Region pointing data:

========================================

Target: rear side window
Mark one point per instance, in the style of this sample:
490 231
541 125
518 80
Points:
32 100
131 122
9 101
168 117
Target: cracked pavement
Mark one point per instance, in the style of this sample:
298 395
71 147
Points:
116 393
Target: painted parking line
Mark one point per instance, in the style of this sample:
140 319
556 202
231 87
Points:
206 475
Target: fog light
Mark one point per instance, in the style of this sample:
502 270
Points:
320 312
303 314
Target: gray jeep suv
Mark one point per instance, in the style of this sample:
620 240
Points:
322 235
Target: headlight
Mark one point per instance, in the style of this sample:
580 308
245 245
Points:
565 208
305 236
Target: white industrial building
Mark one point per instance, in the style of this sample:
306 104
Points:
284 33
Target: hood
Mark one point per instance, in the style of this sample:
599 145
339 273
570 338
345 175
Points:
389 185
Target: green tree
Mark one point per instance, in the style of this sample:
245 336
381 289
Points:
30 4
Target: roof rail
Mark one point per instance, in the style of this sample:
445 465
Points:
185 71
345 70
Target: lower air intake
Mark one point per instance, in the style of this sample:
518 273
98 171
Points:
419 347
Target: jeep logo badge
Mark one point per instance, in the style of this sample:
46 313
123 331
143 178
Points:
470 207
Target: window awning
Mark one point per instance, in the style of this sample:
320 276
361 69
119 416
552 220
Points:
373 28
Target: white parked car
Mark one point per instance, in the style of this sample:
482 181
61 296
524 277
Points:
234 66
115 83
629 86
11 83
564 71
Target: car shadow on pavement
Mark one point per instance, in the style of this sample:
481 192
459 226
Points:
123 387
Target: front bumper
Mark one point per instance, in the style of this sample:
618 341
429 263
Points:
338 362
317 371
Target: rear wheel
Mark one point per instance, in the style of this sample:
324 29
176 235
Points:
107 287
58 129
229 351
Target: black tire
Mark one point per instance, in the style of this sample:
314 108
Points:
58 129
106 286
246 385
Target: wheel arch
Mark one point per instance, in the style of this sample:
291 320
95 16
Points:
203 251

========================================

● **Exercise description**
Nothing but the lines from the one holding "Target: car shadow on pavement" through the last line of the data may be output, and each must match exactly.

● **Answer box**
Target: car shadow on pavement
Mark one point per instance, in the style of this sample:
481 192
459 226
Points:
123 387
Target: front bumper
Mark one point per instance, in the style of this sample:
618 341
429 263
Points:
338 362
317 371
Target: rear wheel
Mark one point per instance, in the style of this sample:
324 29
176 235
Points:
107 287
58 129
229 351
Target: black tire
Mark one point per instance, in the style of this sample:
314 108
Points:
58 129
106 286
246 385
Target: wheel arch
Mark one point per instance, in the style of this sample:
291 320
95 16
Points:
203 251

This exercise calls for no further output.